BEGIN Recorded information

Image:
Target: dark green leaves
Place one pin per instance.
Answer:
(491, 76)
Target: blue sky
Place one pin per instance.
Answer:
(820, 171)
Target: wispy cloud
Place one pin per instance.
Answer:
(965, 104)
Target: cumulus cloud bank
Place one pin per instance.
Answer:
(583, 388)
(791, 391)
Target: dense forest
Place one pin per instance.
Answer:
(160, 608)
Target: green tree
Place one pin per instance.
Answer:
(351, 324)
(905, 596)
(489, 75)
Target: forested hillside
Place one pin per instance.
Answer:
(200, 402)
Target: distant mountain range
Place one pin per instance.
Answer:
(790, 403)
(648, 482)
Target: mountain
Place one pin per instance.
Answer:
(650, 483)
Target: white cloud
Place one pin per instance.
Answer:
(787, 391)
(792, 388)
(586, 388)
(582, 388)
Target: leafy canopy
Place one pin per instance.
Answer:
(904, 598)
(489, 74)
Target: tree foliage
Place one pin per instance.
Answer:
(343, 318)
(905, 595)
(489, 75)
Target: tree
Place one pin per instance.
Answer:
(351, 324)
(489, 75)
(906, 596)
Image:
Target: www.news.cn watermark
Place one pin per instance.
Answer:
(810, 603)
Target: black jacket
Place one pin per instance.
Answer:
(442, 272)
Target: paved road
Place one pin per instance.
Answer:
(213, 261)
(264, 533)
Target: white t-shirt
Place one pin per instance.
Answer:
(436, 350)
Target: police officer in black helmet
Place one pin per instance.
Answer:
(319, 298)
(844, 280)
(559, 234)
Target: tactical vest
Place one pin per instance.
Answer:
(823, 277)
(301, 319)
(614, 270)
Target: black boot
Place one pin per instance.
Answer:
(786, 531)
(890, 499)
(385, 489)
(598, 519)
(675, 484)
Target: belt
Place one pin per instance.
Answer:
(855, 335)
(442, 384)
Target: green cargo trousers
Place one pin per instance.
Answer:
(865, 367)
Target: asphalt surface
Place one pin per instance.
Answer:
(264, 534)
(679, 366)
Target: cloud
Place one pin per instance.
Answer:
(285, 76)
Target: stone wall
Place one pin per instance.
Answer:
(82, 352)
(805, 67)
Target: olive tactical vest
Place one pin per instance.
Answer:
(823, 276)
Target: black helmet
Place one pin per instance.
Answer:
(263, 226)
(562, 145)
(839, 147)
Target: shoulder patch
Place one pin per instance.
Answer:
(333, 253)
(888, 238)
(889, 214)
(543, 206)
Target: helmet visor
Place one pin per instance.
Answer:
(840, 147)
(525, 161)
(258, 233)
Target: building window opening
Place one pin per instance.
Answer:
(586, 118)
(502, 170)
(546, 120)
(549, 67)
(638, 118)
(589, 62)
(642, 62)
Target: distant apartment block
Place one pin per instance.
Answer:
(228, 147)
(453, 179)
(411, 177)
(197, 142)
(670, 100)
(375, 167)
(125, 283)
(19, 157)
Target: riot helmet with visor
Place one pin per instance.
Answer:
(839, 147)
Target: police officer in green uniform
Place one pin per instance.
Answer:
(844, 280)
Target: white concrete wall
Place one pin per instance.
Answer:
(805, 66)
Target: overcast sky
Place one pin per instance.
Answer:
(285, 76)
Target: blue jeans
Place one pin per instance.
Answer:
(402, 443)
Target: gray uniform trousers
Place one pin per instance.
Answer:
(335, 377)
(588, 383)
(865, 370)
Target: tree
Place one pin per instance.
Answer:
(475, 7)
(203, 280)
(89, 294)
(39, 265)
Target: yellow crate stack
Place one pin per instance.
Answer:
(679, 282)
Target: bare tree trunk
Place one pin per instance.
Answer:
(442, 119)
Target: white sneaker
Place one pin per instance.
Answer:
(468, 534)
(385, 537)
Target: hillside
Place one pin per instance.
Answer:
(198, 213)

END Recorded information

Nothing in the listing may be changed; retype it all exactly.

Image:
Target: dark green leaves
Place one pin per instance.
Answer:
(491, 76)
Target: blue sky
Place one pin per instance.
Answer:
(820, 171)
Target: wispy cloud
Place one pin per instance.
Answer:
(965, 104)
Target: cumulus cloud bank
Place one pin per instance.
Answer:
(583, 388)
(791, 391)
Target: dense forest
Place one pin per instance.
Answer:
(160, 608)
Target: green tree
Place one pin per instance.
Answer:
(351, 324)
(905, 596)
(489, 75)
Target: forested hillside
Place one pin per instance.
Answer:
(200, 402)
Target: distant mountain range
Place one pin per instance.
Answer:
(790, 403)
(648, 482)
Target: mountain
Place one pin per instance.
Answer:
(650, 483)
Target: white cloud
Place one pin per instance.
Answer:
(787, 391)
(792, 388)
(586, 388)
(582, 388)
Target: leafy canopy
Place one pin per instance.
Answer:
(904, 598)
(489, 74)
Target: tree foliage
Place one pin per instance.
Answer:
(343, 318)
(905, 595)
(489, 75)
Target: tree
Place one pin per instance.
Answer:
(351, 324)
(489, 75)
(906, 596)
Image:
Target: www.news.cn watermark
Place one pin per instance.
Answer:
(810, 603)
Target: black jacket
Place one pin per instance.
Answer:
(442, 272)
Target: paved road
Place one pin per instance.
Answer:
(213, 261)
(264, 533)
Target: white t-shirt
Place one pin per instance.
Answer:
(436, 350)
Target: police officer in black helmet
Place one pin per instance.
Answer:
(319, 298)
(844, 280)
(559, 234)
Target: tactical vest
Place one pin per instance.
Answer:
(823, 277)
(301, 319)
(614, 270)
Target: black boot
Place one pin per instance.
Answer:
(786, 531)
(890, 499)
(385, 489)
(598, 519)
(675, 484)
Target: belt
Place one pin per instance.
Answer:
(855, 335)
(442, 384)
Target: green cargo trousers
Place one pin per instance.
Answer:
(865, 367)
Target: asphalt surface
Place one pin per instance.
Answer:
(264, 534)
(679, 366)
Target: cloud
Place one pin per instance.
Answer:
(285, 76)
Target: stone wall
Place one pin per instance.
Answer:
(82, 352)
(805, 67)
Target: olive tactical vest
Place one pin per instance.
Answer:
(823, 276)
Target: black helmet
Place one pin per instance.
Answer:
(263, 226)
(562, 145)
(839, 147)
Target: shoulder patch
Place one pin per instance.
Answer:
(333, 253)
(888, 238)
(889, 214)
(543, 206)
Target: helmet visor
Place one pin per instance.
Answer:
(840, 147)
(525, 161)
(258, 233)
Target: building window opening
Place one pin per instance.
Answer:
(586, 118)
(502, 170)
(546, 120)
(549, 67)
(638, 118)
(589, 62)
(642, 62)
Target: distant apartment block
Place one pin per instance.
Answer:
(228, 147)
(453, 179)
(411, 177)
(197, 142)
(670, 100)
(375, 167)
(125, 283)
(19, 157)
Target: riot helmet with visor
Place one pin per instance.
Answer:
(839, 147)
Target: police officer in green uniform
Place one pin per instance.
Answer:
(844, 280)
Target: white concrete wall
Place one pin per instance.
Answer:
(805, 66)
Target: overcast sky
Place one pin per instance.
Answer:
(285, 76)
Target: blue jeans
Place one pin per instance.
Answer:
(402, 443)
Target: gray uniform trousers
Place one pin per instance.
Answer:
(335, 377)
(588, 383)
(865, 370)
Target: tree
Place one pin per instance.
Answer:
(475, 7)
(203, 280)
(89, 294)
(39, 265)
Target: yellow crate stack
Place one pin per instance.
Answer:
(679, 282)
Target: bare tree trunk
Place one pin per instance.
Answer:
(442, 119)
Target: white sneaker
Place one pin per instance.
Answer:
(468, 534)
(385, 537)
Target: hillside
Place one pin per instance.
Answer:
(198, 213)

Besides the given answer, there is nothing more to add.